* _TASK PROMPT_
Reproduce every line of the data below verbatim, adding nothing and leaving nothing out.

* _RECORDS FOR THIS TASK_
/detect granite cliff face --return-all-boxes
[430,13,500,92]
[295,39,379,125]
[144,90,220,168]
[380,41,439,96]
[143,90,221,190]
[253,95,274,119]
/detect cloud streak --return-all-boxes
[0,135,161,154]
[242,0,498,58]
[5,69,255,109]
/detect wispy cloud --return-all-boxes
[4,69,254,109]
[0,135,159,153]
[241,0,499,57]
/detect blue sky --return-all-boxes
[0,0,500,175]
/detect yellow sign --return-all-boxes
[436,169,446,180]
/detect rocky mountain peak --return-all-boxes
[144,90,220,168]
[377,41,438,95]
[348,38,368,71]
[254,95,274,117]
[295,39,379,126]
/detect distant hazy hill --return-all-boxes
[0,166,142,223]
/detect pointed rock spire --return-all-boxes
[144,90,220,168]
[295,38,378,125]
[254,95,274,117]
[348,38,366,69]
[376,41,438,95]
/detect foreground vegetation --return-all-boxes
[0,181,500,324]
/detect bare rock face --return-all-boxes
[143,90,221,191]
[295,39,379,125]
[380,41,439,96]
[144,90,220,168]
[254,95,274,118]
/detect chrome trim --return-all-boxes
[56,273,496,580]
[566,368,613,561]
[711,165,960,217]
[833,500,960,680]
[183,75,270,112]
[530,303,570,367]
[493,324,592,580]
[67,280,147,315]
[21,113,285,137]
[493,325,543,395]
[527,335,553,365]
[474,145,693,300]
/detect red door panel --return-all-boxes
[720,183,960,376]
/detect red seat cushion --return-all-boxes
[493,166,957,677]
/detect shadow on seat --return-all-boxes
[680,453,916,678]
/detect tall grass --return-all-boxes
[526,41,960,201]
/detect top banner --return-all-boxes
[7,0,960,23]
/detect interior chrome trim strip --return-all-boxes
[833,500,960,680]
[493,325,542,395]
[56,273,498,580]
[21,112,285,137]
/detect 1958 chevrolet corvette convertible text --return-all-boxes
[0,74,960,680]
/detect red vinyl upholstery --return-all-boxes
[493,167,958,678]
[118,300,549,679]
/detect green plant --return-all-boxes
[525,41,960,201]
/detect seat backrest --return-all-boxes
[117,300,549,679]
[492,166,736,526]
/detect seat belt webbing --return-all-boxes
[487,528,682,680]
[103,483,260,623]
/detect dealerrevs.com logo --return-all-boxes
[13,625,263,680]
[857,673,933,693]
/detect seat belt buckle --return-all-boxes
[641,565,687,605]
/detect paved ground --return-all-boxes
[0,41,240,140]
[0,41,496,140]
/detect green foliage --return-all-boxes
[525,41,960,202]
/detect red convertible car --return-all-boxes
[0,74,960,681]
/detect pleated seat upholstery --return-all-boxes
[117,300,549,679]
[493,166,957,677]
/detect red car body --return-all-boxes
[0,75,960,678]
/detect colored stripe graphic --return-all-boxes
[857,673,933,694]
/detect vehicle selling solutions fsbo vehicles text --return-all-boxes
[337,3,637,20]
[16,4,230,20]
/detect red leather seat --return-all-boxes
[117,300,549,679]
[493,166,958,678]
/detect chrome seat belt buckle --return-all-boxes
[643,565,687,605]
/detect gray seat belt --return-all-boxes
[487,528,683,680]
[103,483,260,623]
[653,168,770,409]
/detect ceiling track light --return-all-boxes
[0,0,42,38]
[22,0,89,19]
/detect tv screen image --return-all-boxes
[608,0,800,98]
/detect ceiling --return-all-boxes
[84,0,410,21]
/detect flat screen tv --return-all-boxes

* _OUTPUT OF THE TASK_
/detect granite cliff face --return-all-boxes
[430,13,500,92]
[295,39,379,125]
[144,90,220,168]
[380,41,439,96]
[143,90,221,190]
[253,95,274,119]
/detect cloud streak --return-all-boxes
[0,135,161,154]
[242,0,498,58]
[5,69,255,109]
/detect wispy cloud --return-all-boxes
[4,69,254,109]
[0,135,159,153]
[241,0,499,57]
/detect blue sky --return-all-boxes
[0,0,500,175]
/detect yellow sign --return-all-boxes
[436,169,446,180]
/detect rocky mountain peak --return-all-boxes
[144,90,220,168]
[377,41,438,95]
[348,38,368,71]
[254,95,274,117]
[295,39,379,126]
/detect distant hazy hill --return-all-boxes
[0,166,142,223]
/detect pointed rock spire --return-all-boxes
[144,90,220,168]
[295,38,378,125]
[254,95,274,117]
[348,38,366,69]
[376,41,438,95]
/detect foreground vegetation --return-all-boxes
[0,181,500,324]
/detect bare rock face --return-all-boxes
[143,90,221,191]
[295,39,379,125]
[380,41,439,96]
[144,90,220,168]
[254,95,274,118]
/detect chrome trim --return-all-boxes
[56,273,496,580]
[566,368,613,561]
[711,165,960,217]
[833,500,960,680]
[183,75,270,112]
[530,303,570,367]
[493,324,592,580]
[67,280,147,315]
[21,113,285,137]
[493,325,543,395]
[527,335,553,365]
[474,145,693,300]
/detect red door panel --return-all-boxes
[720,183,960,376]
/detect red seat cushion --return-all-boxes
[493,166,957,677]
/detect shadow on seat --return-all-boxes
[680,453,916,678]
/detect tall grass --return-all-boxes
[526,41,960,201]
/detect top banner --return-all-boxes
[7,0,960,23]
/detect interior chrome trim strip --return-all-boxes
[833,500,960,680]
[493,325,542,395]
[56,273,498,580]
[21,112,285,137]
/detect 1958 chevrolet corvette convertible text --return-all-boxes
[0,74,960,680]
/detect red vinyl upholstery --return-all-boxes
[493,167,958,678]
[118,300,549,679]
/detect green plant --return-all-boxes
[525,41,960,201]
/detect seat backrest --return-all-boxes
[117,300,549,679]
[492,166,736,526]
/detect seat belt webbing --return-all-boxes
[487,528,682,680]
[103,483,260,623]
/detect dealerrevs.com logo --return-all-boxes
[13,625,263,680]
[857,673,933,693]
/detect seat belt buckle --return-all-boxes
[641,565,687,605]
/detect paved ground --return-all-boxes
[0,41,240,140]
[0,41,496,140]
/detect green foliage --return-all-boxes
[525,41,960,202]
/detect red convertible car --return-all-boxes
[0,74,960,681]
/detect pleated seat upholstery --return-all-boxes
[117,300,549,679]
[493,166,957,677]
/detect red car body --return-all-boxes
[0,75,960,678]
/detect colored stripe graphic --return-all-boxes
[857,673,933,694]
/detect vehicle selling solutions fsbo vehicles text --return-all-boxes
[337,3,637,20]
[16,4,230,20]
/detect red leather seat --return-all-boxes
[117,300,549,679]
[493,166,958,678]
/detect chrome seat belt buckle --return-all-boxes
[643,565,687,605]
/detect gray seat belt --return-all-boxes
[487,528,683,680]
[103,483,260,623]
[653,168,770,409]
/detect ceiling track light --return-all-boxes
[0,0,42,38]
[22,0,89,19]
/detect tv screen image --return-all-boxes
[608,0,800,98]
/detect ceiling --return-all-boxes
[84,0,410,21]
/detect flat screen tv --return-all-boxes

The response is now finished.